**Exercise text**

Third-generation coffee farmer, José Gutierrez, combines scientific know-how
with age-old farming wisdom to nurture and protect his coffee from diseases and pests.
About this coffee
José Gutierrez is a third-generation coffee producer whose passion for coffee cultivation brought him back to coffee nearly 25 years after his family stopped producing coffee in the 1980s. In 2005, José, inspired by the growing interest in specialty coffee and higher quality, returned to coffee production with great excitement.
Today, José continue to focus on producing high quality coffee on his farm in the Illamatepec mountain range. Fertile clay soils and environment-focused agriculture support José’s passion for specialty coffee.
Harvest & post-harvest
Coffee at Finca Vista Hermosa is grown in shade provided by native tree species. Shade trees also double as habitats for native species of birds and other local fauna. The 6-month dry season helps trees concentrate sugars in their cherry.
José’ is dedicated to preserving the environment by using sustainable farming practices. The farm uses a holistic ecological system that combines a knowledge of microbiology with plant nutrition. José's practices combine scientific know-how with age-old farming wisdom to nurture and protect his coffee from diseases and pests.
Pickers selectively handpick ripe cherry. José has developed long lasting relationships with his pickers, many of whom return year after year to harvest cherry at Finca Vista Hermosa. These relationships help José hire and train skilled pickers who pick ripe cherry more efficiently.

**Task instructions**
**a.** Please extract the passage of the coffee farm text between "About this coffee" and "for specialty coffee.", inclusive, copying it word for word.
**b.** Answer these questions using the coffee farm text, marking each answer the same way:
(i) In what mountain range is José's farm?
(ii) How long is the dry season?
(iii) What provides the shade for the coffee at Finca Vista Hermosa?

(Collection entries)
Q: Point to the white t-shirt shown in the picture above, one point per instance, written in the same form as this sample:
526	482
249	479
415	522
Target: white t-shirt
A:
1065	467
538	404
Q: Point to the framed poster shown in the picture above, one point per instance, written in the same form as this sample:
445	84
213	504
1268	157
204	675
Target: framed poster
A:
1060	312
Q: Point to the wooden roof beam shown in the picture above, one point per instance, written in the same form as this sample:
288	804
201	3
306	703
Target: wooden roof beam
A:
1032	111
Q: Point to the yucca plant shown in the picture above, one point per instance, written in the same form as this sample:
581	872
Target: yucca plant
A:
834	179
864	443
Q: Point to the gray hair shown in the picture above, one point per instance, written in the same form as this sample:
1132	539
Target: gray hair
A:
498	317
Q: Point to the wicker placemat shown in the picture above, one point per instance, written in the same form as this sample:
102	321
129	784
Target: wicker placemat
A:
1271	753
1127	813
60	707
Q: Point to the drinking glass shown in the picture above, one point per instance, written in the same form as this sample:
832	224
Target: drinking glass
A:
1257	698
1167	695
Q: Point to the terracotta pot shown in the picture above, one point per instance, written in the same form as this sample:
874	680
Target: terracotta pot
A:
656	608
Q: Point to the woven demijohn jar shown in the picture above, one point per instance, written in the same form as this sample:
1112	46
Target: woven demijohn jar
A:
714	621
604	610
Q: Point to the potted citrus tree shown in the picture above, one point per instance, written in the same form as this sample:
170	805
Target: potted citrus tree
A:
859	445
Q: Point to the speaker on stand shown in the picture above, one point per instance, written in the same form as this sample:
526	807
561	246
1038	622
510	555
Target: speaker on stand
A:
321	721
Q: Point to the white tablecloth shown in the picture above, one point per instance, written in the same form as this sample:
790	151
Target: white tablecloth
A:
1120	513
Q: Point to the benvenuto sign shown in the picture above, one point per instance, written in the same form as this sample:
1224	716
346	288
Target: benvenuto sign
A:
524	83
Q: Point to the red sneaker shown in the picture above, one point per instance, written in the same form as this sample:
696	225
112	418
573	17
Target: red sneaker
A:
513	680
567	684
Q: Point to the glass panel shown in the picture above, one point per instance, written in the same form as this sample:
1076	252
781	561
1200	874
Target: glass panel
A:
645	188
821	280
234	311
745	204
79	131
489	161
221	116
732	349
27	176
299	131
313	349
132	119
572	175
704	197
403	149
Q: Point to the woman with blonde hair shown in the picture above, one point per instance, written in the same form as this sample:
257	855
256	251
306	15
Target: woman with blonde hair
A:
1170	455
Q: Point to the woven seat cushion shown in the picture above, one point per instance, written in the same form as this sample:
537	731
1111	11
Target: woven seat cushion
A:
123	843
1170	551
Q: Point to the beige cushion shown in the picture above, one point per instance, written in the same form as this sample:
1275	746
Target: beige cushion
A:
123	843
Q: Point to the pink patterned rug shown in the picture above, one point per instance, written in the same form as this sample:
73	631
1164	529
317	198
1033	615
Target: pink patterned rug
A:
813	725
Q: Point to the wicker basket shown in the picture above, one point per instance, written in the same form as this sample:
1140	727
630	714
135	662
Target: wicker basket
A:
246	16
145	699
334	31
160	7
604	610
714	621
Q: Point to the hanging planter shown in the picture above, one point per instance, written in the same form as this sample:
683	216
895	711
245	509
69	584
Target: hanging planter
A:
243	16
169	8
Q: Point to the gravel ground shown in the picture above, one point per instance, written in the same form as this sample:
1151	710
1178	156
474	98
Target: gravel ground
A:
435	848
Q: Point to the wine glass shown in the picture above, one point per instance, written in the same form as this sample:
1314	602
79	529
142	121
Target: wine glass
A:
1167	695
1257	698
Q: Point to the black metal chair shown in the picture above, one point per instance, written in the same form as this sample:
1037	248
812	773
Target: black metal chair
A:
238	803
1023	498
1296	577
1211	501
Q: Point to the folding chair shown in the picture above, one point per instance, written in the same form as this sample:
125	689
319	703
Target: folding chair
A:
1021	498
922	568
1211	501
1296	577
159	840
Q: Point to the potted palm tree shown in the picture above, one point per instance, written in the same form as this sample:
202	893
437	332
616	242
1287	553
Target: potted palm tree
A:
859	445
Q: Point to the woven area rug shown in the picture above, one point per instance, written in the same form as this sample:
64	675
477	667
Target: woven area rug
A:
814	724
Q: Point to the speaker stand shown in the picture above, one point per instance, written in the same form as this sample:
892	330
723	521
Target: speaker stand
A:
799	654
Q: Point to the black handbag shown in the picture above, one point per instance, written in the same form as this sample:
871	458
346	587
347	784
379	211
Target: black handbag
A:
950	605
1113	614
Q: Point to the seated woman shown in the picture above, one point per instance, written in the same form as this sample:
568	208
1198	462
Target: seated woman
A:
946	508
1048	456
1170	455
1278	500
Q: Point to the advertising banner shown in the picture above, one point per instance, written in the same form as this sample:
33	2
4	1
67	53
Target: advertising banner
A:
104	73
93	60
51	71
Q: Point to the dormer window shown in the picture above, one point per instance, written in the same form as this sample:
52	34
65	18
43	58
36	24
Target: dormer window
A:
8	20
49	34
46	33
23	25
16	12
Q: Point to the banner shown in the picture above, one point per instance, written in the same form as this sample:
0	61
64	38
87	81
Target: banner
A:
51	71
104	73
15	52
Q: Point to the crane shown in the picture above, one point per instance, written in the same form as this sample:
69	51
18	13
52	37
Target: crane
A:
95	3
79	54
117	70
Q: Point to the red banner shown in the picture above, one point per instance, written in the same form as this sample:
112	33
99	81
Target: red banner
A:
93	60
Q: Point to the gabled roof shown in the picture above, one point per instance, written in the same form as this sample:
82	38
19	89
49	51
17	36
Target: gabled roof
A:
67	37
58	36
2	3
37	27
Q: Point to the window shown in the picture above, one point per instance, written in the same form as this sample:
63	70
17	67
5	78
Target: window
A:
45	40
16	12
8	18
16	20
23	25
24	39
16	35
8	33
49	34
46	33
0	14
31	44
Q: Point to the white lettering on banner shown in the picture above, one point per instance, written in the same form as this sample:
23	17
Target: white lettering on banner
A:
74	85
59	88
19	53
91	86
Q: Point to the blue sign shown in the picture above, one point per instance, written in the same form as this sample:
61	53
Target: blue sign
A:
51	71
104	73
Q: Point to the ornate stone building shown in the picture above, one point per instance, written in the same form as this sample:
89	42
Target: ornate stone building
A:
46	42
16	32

**Answers for this exercise**
**a.**
About this coffee
José Gutierrez is a third-generation coffee producer whose passion for coffee cultivation brought him back to coffee nearly 25 years after his family stopped producing coffee in the 1980s. In 2005, José, inspired by the growing interest in specialty coffee and higher quality, returned to coffee production with great excitement.
Today, José continue to focus on producing high quality coffee on his farm in the Illamatepec mountain range. Fertile clay soils and environment-focused agriculture support José’s passion for specialty coffee.

**b.**
(i) The Illamatepec mountain range
(ii) 6 months
(iii) Native tree species